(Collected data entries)
┄┄┄┄┄┄┄┄┄┄
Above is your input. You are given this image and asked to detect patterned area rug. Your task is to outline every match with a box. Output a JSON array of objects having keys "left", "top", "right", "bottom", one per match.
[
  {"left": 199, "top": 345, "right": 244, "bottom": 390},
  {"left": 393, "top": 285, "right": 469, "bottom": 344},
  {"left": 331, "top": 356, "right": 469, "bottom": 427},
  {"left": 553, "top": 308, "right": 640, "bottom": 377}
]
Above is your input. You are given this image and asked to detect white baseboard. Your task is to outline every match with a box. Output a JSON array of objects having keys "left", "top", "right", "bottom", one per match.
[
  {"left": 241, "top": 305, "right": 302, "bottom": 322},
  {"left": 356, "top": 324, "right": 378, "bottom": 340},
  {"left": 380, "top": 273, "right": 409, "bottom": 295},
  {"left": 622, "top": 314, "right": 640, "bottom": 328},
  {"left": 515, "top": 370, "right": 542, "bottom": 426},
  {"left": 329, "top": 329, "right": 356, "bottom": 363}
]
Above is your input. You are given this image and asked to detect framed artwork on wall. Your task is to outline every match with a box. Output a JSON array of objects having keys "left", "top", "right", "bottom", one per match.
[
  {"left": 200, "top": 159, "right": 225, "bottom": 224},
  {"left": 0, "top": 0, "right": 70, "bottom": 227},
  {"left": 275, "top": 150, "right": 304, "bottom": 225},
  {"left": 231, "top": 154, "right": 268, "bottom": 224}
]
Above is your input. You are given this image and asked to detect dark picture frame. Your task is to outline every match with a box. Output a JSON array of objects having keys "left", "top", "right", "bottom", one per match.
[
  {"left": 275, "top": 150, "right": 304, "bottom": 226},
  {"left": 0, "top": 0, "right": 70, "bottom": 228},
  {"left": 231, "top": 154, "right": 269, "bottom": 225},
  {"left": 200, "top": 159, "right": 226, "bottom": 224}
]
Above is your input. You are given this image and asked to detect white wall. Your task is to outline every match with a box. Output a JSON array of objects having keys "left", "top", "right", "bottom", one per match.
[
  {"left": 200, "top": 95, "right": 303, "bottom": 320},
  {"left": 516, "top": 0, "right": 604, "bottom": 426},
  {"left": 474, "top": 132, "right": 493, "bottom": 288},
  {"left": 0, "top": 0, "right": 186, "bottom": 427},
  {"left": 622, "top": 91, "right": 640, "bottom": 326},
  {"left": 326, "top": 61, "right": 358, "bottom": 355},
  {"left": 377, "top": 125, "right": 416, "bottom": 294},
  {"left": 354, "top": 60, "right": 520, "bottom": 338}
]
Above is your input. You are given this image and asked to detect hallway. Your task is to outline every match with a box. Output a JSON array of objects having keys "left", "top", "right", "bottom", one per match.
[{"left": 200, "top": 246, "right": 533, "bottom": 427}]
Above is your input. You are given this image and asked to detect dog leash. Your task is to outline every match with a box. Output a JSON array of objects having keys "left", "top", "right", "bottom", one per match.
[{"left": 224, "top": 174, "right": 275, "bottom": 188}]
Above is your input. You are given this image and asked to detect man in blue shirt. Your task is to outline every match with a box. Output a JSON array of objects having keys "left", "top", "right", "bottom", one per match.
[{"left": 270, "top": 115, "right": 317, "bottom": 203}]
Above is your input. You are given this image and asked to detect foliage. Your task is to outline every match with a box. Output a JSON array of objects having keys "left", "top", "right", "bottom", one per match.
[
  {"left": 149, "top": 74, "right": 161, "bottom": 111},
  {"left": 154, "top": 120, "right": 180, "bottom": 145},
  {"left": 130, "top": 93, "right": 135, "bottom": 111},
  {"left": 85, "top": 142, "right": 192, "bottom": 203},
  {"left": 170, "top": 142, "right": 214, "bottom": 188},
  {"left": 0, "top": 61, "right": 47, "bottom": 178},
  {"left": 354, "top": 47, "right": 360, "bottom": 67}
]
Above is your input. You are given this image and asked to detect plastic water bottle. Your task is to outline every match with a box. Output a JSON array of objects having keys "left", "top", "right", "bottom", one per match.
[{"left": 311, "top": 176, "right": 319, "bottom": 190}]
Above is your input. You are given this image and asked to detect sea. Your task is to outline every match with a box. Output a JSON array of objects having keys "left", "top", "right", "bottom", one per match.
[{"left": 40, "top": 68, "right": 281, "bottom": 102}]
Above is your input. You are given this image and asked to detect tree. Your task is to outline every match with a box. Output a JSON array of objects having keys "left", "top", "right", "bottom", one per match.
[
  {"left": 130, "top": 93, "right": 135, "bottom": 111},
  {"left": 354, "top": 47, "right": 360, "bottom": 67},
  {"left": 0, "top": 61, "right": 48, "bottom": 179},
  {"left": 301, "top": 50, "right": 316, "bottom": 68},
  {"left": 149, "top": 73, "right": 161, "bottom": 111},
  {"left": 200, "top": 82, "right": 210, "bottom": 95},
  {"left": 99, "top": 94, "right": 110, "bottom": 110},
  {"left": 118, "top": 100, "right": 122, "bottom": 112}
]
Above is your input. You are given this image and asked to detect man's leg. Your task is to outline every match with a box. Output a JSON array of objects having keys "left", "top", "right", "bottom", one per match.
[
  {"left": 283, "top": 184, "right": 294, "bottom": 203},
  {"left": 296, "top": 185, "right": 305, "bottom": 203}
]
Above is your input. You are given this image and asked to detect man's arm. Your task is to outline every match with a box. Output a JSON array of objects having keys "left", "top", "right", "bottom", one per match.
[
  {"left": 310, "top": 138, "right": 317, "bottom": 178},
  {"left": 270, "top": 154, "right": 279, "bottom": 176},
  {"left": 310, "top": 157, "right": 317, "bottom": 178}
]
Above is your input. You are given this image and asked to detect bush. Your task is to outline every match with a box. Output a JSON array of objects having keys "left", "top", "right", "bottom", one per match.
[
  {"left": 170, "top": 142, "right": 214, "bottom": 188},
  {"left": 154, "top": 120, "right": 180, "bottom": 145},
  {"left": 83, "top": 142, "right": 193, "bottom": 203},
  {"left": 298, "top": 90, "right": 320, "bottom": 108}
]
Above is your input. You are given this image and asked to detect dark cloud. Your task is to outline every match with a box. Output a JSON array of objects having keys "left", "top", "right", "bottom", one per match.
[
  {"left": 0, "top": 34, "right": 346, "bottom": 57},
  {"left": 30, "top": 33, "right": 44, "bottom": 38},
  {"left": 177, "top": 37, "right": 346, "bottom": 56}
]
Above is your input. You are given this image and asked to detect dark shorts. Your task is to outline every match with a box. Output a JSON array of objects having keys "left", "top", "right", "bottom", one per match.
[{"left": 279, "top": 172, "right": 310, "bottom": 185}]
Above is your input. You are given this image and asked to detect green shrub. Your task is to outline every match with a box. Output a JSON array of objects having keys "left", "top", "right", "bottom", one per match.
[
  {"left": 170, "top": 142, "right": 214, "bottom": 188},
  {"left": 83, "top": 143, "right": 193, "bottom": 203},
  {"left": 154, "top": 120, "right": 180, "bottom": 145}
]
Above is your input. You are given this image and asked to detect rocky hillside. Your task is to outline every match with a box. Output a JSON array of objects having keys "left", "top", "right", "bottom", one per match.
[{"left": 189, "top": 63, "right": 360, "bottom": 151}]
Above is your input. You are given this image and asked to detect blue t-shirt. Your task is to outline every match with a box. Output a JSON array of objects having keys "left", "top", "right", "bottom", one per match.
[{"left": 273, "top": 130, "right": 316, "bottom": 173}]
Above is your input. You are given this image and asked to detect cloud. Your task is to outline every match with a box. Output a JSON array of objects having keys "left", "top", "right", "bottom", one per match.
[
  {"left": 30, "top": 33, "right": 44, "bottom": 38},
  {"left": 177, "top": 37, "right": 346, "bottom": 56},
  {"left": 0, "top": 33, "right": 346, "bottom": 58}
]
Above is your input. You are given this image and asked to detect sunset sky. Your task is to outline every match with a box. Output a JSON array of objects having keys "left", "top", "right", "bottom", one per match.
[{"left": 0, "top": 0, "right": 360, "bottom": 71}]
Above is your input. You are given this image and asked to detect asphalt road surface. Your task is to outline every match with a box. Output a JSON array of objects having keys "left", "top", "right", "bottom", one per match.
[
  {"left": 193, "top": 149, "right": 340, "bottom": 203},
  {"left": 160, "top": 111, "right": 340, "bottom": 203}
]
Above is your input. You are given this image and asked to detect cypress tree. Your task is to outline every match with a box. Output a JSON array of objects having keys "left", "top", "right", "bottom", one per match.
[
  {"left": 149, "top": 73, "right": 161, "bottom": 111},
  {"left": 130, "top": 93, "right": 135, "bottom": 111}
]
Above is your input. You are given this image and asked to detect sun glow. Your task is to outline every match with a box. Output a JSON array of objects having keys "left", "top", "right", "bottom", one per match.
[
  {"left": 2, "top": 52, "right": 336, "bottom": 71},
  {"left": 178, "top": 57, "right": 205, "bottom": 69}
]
┄┄┄┄┄┄┄┄┄┄
### What is being asked
Output the lines of the data above from the one containing "to detect cypress" through the end of the data, copying each exactly.

### Exercise response
Above is your input. You are given this image and asked to detect cypress tree. Your task is to outline every match with a box. Output a JSON array of objects having keys "left", "top", "right", "bottom", one per match.
[
  {"left": 149, "top": 73, "right": 161, "bottom": 111},
  {"left": 130, "top": 93, "right": 135, "bottom": 111}
]
Above is your input. You are given this image and asked to detect sun glow. Your task is to outline every match with a box. Output a JSON array of objects having keys "left", "top", "right", "bottom", one per match.
[
  {"left": 2, "top": 52, "right": 336, "bottom": 71},
  {"left": 178, "top": 57, "right": 205, "bottom": 69}
]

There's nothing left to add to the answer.